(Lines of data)
**********
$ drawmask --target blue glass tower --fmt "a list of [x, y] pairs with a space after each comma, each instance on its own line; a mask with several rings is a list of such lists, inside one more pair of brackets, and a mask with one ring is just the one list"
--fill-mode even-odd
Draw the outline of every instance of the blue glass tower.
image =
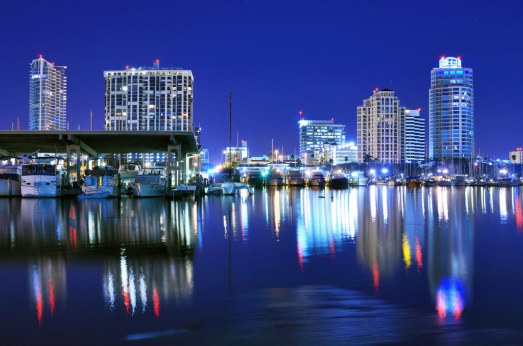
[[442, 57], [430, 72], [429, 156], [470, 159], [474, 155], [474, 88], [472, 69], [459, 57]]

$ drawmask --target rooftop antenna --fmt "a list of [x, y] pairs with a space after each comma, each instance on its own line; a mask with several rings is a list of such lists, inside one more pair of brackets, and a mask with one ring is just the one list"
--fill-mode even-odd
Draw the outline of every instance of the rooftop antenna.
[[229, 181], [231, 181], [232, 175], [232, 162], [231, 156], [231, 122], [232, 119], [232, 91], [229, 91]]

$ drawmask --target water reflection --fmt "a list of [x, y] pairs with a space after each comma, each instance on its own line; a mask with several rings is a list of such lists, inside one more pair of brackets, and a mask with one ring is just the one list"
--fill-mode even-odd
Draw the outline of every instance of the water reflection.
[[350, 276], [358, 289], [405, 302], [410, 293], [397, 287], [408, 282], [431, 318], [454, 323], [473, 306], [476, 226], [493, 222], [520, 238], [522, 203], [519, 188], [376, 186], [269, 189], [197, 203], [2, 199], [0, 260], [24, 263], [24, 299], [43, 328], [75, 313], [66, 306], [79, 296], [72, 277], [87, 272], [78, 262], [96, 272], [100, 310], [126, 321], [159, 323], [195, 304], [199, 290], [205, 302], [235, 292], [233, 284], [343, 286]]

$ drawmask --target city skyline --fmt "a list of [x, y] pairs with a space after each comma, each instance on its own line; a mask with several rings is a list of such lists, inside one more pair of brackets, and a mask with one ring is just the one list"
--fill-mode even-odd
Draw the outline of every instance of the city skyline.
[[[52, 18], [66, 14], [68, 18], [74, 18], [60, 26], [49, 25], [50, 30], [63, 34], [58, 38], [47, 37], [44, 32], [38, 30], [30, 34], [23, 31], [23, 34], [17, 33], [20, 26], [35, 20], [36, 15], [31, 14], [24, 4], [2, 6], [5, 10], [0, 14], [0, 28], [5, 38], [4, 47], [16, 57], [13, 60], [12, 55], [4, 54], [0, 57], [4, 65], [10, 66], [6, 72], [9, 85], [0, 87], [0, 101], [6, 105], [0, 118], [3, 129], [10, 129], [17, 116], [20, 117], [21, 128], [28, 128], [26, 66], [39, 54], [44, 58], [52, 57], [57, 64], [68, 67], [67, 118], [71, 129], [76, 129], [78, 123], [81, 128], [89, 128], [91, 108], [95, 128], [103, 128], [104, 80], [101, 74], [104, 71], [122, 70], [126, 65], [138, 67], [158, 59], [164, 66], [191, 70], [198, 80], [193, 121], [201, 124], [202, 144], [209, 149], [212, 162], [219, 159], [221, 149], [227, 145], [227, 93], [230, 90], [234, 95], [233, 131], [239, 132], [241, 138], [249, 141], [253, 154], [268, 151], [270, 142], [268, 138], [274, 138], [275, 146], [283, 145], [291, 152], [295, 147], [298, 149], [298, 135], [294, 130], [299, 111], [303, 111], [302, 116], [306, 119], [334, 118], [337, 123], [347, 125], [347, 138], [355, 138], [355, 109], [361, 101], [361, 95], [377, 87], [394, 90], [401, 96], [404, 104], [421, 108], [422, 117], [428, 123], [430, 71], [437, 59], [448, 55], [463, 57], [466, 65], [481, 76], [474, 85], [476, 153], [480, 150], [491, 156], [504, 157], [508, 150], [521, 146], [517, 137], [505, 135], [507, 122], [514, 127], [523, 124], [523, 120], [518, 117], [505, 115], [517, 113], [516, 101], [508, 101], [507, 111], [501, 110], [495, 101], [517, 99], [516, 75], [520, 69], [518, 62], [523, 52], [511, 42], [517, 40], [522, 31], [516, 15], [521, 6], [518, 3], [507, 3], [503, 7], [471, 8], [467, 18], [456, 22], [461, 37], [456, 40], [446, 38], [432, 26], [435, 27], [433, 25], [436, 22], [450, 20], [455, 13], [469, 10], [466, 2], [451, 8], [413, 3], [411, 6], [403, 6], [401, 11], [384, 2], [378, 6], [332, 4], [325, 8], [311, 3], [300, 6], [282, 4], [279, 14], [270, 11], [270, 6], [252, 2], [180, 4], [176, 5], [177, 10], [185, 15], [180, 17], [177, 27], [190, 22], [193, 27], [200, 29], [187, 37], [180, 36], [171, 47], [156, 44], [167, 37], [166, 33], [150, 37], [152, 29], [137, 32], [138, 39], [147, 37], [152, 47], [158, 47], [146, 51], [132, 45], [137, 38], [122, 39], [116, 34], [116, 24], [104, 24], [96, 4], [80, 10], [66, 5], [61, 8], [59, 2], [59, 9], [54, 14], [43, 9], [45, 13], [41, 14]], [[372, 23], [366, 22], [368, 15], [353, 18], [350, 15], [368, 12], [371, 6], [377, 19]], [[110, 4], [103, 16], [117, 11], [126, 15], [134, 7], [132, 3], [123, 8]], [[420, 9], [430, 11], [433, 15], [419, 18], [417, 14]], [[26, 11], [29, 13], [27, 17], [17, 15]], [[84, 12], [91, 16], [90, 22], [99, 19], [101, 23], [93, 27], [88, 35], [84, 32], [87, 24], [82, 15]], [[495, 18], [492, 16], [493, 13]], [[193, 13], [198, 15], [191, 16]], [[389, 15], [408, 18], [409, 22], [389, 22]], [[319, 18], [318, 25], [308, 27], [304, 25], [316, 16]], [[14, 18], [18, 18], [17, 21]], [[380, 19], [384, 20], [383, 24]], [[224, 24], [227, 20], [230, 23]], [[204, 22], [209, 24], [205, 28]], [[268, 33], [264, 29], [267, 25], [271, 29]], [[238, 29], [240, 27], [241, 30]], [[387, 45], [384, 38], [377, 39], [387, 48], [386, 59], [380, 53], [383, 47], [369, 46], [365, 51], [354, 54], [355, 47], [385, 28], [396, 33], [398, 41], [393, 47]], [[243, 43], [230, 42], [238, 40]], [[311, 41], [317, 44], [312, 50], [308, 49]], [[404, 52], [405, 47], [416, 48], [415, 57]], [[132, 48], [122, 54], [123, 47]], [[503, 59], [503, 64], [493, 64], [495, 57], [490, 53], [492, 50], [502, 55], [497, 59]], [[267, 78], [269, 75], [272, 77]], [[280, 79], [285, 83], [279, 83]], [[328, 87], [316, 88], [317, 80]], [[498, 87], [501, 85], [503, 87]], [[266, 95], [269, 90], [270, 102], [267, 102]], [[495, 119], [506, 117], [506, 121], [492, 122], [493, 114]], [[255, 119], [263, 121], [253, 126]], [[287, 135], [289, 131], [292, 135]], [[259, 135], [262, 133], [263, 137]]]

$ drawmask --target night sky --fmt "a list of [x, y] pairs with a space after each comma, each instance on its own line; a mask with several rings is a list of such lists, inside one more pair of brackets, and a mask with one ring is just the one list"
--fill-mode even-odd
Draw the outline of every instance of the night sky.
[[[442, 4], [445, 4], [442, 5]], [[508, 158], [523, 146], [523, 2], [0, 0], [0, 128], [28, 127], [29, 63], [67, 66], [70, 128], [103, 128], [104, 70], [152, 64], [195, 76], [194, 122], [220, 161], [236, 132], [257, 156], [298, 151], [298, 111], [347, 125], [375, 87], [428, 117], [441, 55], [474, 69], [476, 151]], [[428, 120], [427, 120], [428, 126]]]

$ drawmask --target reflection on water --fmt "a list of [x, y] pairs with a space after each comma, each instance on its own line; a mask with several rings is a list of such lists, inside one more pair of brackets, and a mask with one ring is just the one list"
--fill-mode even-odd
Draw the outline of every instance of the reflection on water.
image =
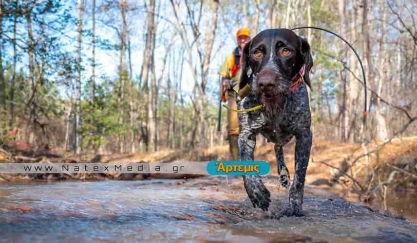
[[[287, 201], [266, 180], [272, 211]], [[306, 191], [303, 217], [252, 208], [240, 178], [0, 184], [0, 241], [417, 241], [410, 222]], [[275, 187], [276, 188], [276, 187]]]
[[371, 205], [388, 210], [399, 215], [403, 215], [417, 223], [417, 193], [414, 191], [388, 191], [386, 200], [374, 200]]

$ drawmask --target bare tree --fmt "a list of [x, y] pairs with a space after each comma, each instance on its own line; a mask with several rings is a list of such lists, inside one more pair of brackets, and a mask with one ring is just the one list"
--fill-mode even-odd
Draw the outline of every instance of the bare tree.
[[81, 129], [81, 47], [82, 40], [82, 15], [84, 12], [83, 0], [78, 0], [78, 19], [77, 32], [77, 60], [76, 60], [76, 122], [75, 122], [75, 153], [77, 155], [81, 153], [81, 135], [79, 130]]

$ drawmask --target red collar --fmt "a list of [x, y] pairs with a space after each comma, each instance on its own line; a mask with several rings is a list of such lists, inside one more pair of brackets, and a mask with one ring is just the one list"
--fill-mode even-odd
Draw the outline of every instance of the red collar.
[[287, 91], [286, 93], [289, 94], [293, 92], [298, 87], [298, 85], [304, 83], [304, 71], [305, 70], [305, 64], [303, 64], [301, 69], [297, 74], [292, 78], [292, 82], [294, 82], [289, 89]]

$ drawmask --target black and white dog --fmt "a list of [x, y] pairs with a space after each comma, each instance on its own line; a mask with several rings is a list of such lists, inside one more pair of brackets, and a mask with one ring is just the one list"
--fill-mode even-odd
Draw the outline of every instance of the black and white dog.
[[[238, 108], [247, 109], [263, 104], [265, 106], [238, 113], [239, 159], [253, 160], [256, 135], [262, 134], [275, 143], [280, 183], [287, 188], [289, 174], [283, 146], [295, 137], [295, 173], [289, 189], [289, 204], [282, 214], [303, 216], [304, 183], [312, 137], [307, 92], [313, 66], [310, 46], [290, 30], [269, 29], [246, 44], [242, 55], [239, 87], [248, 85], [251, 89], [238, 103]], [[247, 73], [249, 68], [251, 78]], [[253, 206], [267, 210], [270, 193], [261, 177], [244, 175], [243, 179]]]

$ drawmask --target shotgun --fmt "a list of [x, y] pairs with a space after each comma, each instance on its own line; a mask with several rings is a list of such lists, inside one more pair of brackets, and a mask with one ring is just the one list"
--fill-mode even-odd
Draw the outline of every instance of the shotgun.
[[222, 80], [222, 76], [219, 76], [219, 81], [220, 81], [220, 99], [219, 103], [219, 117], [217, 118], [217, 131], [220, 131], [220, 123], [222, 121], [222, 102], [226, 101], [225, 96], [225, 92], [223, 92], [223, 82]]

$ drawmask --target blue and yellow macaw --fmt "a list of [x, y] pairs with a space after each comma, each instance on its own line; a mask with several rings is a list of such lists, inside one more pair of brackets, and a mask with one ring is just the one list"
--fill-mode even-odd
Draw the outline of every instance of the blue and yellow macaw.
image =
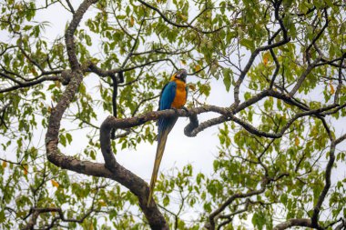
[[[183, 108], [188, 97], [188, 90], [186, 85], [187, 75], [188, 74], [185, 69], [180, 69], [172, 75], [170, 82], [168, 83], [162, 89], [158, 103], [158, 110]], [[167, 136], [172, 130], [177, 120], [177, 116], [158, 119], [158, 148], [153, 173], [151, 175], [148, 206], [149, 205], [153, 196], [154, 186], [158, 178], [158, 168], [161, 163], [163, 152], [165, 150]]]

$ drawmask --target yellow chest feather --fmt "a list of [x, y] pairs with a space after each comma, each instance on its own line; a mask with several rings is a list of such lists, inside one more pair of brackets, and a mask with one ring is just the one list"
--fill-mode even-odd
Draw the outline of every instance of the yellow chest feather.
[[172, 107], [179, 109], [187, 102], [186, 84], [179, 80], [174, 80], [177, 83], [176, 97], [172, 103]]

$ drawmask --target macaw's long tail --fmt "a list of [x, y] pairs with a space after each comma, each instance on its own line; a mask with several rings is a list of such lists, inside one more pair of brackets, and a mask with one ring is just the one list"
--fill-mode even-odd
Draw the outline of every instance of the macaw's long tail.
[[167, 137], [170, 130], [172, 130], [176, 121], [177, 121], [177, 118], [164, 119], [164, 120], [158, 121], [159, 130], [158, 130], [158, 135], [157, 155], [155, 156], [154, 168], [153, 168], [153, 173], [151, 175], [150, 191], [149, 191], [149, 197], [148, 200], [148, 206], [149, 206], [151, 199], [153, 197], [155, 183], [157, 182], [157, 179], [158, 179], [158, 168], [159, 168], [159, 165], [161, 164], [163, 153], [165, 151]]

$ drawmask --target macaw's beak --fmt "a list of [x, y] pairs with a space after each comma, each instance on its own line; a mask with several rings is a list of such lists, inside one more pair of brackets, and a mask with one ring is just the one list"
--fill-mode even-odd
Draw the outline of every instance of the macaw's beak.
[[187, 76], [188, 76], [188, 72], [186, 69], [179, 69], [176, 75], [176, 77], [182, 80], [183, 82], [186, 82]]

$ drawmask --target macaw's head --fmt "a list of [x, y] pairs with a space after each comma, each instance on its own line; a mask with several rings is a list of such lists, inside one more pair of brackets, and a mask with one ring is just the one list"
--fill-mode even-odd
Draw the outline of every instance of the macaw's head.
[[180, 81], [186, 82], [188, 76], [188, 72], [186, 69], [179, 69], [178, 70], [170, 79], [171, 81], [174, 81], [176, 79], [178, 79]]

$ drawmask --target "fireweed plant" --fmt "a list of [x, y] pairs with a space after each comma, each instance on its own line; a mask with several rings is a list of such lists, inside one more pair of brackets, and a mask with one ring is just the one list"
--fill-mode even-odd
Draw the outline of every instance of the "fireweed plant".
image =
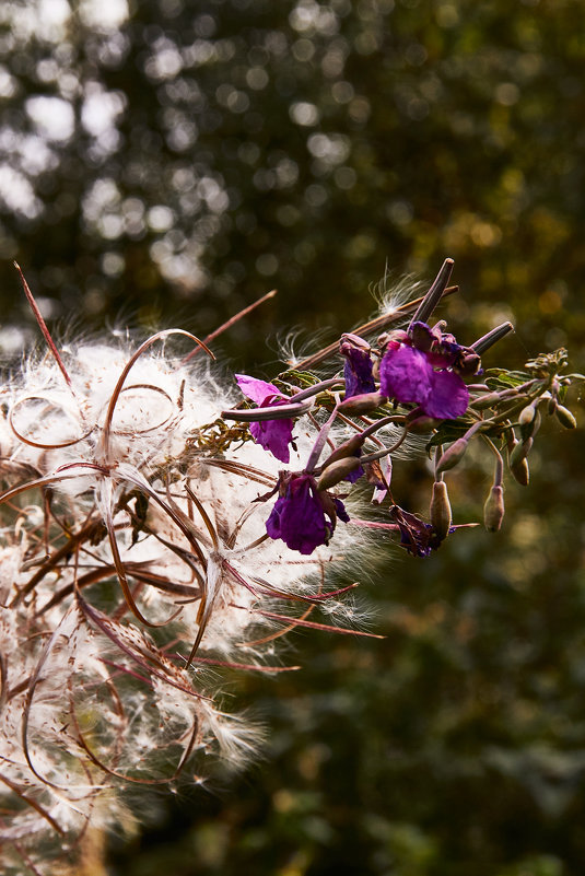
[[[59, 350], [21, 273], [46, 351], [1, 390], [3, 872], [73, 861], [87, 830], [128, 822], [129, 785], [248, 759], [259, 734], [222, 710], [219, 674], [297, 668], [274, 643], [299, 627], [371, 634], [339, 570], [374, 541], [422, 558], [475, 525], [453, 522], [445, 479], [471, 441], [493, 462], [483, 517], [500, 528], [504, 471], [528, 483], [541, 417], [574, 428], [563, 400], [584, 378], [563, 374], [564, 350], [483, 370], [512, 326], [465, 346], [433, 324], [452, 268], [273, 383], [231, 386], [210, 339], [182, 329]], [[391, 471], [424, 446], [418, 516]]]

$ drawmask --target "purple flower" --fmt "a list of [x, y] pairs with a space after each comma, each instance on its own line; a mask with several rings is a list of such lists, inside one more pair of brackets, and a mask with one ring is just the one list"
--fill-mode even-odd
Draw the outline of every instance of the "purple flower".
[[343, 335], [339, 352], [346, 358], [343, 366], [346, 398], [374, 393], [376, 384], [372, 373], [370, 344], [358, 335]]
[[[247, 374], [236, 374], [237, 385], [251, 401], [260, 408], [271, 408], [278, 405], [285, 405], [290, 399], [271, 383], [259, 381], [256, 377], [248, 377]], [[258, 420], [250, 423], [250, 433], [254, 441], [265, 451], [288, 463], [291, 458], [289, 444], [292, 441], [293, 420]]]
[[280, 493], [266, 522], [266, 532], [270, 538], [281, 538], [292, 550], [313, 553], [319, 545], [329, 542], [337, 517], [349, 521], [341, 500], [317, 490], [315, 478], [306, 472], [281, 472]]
**********
GOAL:
Edit the lines between the one holding "drawmask --target shotgun" and the one holding "92], [223, 82]]", inclusive, so that "shotgun" becomes "rifle" with nothing else altered. Return only those lines.

EXERCISE ANSWER:
$ drawmask --target rifle --fmt "a list of [x, y] pairs with a space after each comma, each instance on its own line; a mask with several rings is a list of such lists, inside one more pair of brackets, and a mask with one ring is just the one list"
--fill-mode even-odd
Draw the outline of every instance of the rifle.
[[222, 80], [222, 76], [219, 76], [219, 81], [220, 81], [220, 99], [219, 103], [219, 117], [217, 118], [217, 131], [220, 131], [220, 123], [222, 121], [222, 102], [226, 101], [225, 96], [225, 92], [223, 92], [223, 82]]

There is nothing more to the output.